Liste todas as estratégias típicas da especialidade que, de acordo com o trecho sobre medicina de família e comunidade, a ANS induziu o mercado a implantar.

## Trecho apresentado

• • • • •

A medicina de família e comunidade, oficializada como especialidade em 1981 quando ainda era chamada medicina geral comunitária, continua predominante na atenção primária à saúde do SUS. Na última década, porém, o modelo vem sendo adotado pelo sistema privado. Além da redução de custos, a Agência Nacional de Saúde Suplementar (ANS) induziu o mercado a implantar estratégias típicas da especialidade, como foco na prevenção, cuidado continuado, atendimento humanizado e engajamento do paciente.

• • • • •

## Dados extraídos
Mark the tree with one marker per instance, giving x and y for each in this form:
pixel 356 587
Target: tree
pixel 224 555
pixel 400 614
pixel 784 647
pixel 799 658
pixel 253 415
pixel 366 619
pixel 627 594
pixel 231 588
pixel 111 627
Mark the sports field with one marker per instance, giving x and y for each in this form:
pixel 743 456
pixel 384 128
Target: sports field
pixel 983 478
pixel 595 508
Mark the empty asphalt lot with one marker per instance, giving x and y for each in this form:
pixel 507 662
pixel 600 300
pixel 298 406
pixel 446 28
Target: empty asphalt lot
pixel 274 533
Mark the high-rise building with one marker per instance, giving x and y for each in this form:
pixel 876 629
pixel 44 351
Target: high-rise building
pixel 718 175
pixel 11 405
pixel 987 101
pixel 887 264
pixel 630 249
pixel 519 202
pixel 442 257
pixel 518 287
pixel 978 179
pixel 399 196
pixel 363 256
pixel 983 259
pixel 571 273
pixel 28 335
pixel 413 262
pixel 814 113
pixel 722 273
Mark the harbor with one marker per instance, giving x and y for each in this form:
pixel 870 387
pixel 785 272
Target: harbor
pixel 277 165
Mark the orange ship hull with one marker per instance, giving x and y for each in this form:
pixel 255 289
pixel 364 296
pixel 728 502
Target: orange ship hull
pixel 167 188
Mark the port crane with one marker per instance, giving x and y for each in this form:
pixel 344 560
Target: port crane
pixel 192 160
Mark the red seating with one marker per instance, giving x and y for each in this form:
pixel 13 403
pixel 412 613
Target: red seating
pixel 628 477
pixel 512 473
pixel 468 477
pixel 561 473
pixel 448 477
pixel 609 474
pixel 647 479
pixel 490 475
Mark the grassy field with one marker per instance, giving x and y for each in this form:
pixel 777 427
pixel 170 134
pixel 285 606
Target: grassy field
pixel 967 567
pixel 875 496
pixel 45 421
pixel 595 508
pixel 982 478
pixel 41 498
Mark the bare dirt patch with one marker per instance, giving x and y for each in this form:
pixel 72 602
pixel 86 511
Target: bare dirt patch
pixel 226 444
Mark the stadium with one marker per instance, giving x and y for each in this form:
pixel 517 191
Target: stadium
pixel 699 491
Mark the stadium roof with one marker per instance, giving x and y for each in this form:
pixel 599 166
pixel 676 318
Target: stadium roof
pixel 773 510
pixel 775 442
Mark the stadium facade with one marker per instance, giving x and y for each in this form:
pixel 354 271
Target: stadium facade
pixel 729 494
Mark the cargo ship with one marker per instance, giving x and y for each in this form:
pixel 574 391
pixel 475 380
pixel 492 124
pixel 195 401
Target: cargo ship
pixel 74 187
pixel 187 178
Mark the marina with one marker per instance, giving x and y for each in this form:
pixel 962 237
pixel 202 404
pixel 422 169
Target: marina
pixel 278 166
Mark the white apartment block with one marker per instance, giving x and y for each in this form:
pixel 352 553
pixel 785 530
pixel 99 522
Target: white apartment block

• • • • •

## Problema resolvido
- Foco na prevenção
- Cuidado continuado
- Atendimento humanizado
- Engajamento do paciente